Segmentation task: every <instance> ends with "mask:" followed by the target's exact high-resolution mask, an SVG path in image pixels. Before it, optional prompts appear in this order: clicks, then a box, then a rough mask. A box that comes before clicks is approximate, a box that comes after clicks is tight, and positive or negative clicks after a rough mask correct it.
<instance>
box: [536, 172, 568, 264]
---
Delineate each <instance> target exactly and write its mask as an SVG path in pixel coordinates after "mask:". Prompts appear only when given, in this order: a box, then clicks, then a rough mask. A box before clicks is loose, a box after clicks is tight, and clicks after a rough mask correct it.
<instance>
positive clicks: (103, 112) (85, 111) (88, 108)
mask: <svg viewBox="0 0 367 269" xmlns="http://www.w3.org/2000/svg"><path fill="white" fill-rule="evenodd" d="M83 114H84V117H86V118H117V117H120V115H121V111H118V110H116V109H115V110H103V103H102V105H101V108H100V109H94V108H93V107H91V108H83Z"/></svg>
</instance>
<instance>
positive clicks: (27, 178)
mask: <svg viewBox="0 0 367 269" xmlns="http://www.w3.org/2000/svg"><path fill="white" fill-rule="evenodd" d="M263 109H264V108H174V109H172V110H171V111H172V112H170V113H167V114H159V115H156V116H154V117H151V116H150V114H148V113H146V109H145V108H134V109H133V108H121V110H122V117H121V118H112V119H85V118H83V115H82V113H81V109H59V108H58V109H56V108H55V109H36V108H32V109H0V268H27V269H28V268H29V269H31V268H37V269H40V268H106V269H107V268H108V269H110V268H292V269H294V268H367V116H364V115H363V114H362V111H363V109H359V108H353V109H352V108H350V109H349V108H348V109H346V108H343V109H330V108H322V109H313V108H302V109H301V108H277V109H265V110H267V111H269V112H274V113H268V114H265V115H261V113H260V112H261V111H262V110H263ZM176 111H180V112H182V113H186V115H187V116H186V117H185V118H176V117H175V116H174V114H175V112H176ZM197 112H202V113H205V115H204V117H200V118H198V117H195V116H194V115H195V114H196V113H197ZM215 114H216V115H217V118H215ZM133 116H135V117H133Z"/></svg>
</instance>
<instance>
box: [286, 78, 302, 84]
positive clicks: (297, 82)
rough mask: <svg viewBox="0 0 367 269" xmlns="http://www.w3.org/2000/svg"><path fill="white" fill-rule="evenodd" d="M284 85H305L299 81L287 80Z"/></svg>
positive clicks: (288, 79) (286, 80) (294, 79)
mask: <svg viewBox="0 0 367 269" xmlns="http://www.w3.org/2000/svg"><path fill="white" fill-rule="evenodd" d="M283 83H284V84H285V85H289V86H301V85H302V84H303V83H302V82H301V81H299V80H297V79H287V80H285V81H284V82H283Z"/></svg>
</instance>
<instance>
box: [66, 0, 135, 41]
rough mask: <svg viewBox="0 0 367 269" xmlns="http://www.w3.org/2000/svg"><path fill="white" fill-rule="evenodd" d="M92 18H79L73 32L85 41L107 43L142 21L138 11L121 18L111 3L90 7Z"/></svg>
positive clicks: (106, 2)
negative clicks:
---
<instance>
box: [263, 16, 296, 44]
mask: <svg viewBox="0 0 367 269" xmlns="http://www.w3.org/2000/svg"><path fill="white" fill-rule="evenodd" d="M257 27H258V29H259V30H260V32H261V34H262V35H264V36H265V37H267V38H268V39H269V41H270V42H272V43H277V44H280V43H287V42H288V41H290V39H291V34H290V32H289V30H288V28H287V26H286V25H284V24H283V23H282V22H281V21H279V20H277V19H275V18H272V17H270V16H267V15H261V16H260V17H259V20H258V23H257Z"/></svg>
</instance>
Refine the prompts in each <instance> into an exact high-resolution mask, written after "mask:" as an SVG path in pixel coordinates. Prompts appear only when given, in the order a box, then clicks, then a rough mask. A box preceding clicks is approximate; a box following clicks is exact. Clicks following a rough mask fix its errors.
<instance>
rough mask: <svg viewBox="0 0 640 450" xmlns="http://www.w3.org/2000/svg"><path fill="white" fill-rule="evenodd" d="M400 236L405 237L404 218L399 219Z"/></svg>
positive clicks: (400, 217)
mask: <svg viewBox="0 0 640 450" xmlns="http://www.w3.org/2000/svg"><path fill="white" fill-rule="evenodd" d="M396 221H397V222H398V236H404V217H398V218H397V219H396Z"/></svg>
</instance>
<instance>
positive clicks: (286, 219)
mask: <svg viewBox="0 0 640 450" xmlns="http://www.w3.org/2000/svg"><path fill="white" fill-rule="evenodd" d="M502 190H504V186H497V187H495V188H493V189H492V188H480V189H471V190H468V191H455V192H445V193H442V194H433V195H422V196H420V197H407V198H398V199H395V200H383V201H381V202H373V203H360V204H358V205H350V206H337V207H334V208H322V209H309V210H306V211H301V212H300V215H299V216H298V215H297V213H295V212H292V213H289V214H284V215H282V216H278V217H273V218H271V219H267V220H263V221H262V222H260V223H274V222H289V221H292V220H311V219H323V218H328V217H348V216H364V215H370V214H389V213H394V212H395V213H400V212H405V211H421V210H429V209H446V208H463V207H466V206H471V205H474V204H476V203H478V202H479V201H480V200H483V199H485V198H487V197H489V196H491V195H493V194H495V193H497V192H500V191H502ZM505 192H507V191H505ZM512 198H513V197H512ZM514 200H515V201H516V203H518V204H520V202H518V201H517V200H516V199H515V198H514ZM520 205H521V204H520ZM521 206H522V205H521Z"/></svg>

* **What the task asks**
Once you have found every line in the listing that holds the string "given", copy each of them.

* **Answer to the problem**
Delineate each <instance> target exactly and write its mask as an SVG path in pixel coordinates after "mask:". Prompts appear only when given, in this order: a box, then clicks, then a rough mask. A box before clicks is loose, a box after clicks is tight, and clicks after a rough mask correct it.
Refine the prompts in each <instance> into an exact high-resolution mask, written after "mask:" as an SVG path in pixel coordinates. Prompts appear only when given, in the order a box, then clicks, then a rough mask. A box preceding clicks is approximate; a box following clicks is exact. Clicks following a rough mask fix its errors.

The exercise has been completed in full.